Segment Start: Exercise inputs

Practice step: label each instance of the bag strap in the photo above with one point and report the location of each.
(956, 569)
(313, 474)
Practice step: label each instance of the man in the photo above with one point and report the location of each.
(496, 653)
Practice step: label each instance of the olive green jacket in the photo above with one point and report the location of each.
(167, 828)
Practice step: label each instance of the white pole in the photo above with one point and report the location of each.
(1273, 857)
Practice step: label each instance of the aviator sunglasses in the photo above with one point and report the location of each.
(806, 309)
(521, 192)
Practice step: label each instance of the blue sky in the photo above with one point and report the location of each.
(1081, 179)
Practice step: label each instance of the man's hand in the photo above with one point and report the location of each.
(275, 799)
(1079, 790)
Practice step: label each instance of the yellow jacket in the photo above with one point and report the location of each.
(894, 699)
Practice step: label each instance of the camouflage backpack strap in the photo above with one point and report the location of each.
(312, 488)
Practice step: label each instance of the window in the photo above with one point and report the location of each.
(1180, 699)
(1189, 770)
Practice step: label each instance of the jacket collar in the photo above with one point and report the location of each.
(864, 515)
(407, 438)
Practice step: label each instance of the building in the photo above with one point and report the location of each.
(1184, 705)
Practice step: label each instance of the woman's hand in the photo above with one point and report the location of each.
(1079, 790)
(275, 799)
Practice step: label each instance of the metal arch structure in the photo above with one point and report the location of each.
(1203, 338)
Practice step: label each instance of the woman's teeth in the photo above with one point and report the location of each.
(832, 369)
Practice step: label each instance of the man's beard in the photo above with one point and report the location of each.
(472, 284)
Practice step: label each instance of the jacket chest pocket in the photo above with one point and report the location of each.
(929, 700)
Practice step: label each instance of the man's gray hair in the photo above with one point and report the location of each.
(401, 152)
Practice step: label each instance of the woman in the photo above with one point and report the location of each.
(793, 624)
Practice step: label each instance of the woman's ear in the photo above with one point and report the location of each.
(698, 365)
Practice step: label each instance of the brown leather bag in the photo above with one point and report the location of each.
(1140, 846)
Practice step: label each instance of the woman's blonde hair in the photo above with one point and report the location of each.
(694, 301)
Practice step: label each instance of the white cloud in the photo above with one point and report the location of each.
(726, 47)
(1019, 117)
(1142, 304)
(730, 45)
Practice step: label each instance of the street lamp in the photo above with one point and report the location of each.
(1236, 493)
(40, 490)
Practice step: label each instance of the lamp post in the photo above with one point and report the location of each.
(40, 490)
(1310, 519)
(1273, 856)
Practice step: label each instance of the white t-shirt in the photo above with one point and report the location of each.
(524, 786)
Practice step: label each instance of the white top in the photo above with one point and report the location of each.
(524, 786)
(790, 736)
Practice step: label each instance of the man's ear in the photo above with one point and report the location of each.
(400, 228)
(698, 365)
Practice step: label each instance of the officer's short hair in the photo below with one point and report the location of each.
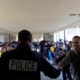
(24, 35)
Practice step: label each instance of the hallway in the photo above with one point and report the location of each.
(43, 77)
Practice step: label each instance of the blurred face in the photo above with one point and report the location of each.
(76, 43)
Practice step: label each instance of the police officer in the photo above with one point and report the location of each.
(23, 64)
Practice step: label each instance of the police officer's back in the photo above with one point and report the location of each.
(23, 63)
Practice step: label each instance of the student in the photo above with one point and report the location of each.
(23, 64)
(73, 57)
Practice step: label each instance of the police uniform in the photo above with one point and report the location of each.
(23, 64)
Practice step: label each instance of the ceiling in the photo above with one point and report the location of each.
(38, 15)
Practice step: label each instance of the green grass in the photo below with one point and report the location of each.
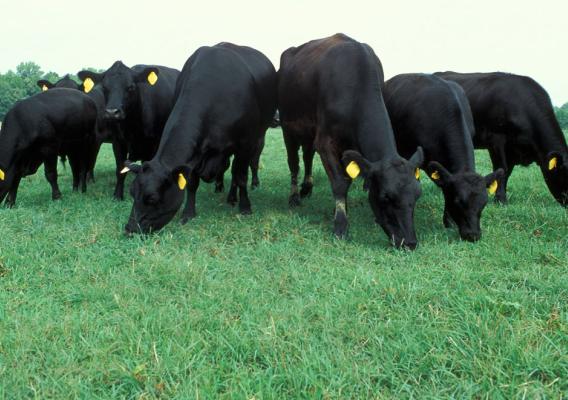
(272, 306)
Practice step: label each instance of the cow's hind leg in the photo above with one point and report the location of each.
(239, 172)
(74, 163)
(189, 210)
(50, 166)
(292, 148)
(308, 152)
(255, 182)
(11, 198)
(219, 182)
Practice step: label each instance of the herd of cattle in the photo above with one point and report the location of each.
(331, 98)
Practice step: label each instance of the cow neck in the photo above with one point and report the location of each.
(182, 135)
(374, 133)
(459, 157)
(8, 145)
(549, 137)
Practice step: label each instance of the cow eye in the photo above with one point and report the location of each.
(151, 199)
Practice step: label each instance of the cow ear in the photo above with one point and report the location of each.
(89, 79)
(149, 74)
(491, 180)
(553, 160)
(355, 164)
(417, 158)
(438, 173)
(44, 85)
(180, 176)
(130, 167)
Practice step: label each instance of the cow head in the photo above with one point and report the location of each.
(158, 194)
(393, 191)
(555, 170)
(121, 87)
(465, 195)
(65, 82)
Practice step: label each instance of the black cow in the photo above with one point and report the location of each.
(225, 100)
(37, 129)
(515, 121)
(433, 113)
(138, 101)
(65, 82)
(330, 100)
(104, 131)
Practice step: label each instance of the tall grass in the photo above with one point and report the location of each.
(272, 306)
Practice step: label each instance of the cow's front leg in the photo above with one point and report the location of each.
(499, 160)
(339, 186)
(11, 198)
(189, 211)
(119, 150)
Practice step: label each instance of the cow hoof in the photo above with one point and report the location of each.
(245, 211)
(306, 190)
(185, 218)
(294, 200)
(341, 234)
(501, 200)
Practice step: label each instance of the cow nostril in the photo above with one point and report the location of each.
(471, 237)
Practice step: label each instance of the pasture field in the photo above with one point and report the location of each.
(271, 306)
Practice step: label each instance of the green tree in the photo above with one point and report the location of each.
(562, 115)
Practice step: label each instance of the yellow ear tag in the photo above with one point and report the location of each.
(88, 85)
(152, 78)
(493, 187)
(181, 182)
(353, 170)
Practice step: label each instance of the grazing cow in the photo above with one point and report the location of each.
(37, 129)
(104, 131)
(65, 82)
(330, 100)
(138, 101)
(515, 121)
(225, 100)
(432, 113)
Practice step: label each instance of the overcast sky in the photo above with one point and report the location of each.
(524, 37)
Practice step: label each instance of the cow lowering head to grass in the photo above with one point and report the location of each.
(515, 122)
(393, 192)
(428, 111)
(137, 103)
(121, 87)
(225, 101)
(330, 101)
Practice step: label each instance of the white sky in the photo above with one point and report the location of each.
(524, 37)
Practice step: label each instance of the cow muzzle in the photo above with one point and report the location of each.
(114, 114)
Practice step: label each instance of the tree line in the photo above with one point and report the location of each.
(19, 84)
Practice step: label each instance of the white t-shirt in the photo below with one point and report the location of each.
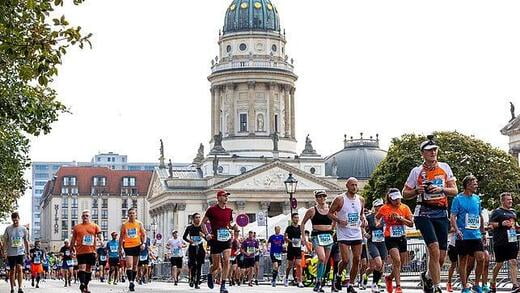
(175, 247)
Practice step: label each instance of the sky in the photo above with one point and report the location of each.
(386, 67)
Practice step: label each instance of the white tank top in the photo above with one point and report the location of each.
(350, 212)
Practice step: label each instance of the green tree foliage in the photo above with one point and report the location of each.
(32, 44)
(496, 170)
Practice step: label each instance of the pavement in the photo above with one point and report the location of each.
(56, 286)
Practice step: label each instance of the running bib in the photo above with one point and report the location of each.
(296, 242)
(472, 222)
(377, 236)
(132, 232)
(324, 239)
(88, 240)
(353, 219)
(196, 240)
(16, 242)
(511, 235)
(396, 231)
(223, 235)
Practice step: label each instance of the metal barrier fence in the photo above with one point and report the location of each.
(417, 263)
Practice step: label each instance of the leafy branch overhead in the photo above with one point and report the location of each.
(495, 170)
(32, 45)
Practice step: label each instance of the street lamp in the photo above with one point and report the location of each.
(290, 188)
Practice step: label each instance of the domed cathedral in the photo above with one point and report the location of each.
(252, 143)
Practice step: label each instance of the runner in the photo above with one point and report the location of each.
(66, 265)
(431, 183)
(505, 241)
(102, 261)
(395, 216)
(234, 275)
(275, 247)
(249, 249)
(144, 260)
(468, 223)
(84, 242)
(293, 235)
(220, 218)
(37, 256)
(132, 242)
(16, 246)
(376, 244)
(453, 255)
(113, 259)
(347, 211)
(196, 252)
(322, 228)
(175, 245)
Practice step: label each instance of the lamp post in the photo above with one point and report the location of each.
(290, 188)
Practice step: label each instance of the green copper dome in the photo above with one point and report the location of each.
(251, 15)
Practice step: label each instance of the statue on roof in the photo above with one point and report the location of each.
(161, 157)
(512, 109)
(170, 169)
(200, 155)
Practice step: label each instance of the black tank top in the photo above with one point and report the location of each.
(319, 219)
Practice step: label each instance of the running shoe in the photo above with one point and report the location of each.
(210, 281)
(389, 285)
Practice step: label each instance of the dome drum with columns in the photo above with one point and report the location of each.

Segment End: Exercise inputs

Activity: Starting at the line that contains "Practice step: label each instance of the statue" and ending at the last line of the data, repeat each line exactly; include nothing else.

The completed task:
Practice step: label each instance of the statue on roof in the photo above with one point and report the location of each.
(161, 157)
(512, 109)
(170, 169)
(200, 155)
Practice step: label each instance of the black tank top in the photo above with one point and report the location of each.
(319, 219)
Practice step: label each instance of the running shoe in the photo above with one point and report the location of each.
(210, 281)
(389, 285)
Practice step: label each instance of the dome drum with columns in the photo above with one point and report the location of each.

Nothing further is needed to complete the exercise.